» Task to carry out
Would you write out the entries again, exactly as they are, but without images?

» Stored data
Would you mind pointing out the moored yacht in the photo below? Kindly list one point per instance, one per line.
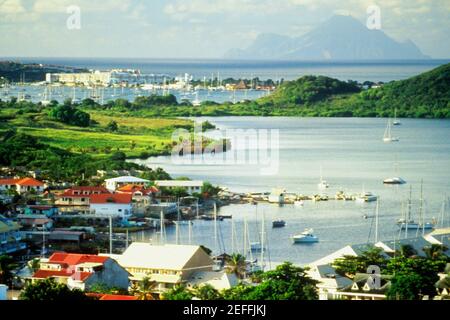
(395, 180)
(279, 224)
(366, 197)
(306, 237)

» Reply to the task
Would you mind pointing out the moored yacht in the photo below? Kindly list one point per instance, one per line.
(395, 180)
(279, 224)
(366, 197)
(306, 237)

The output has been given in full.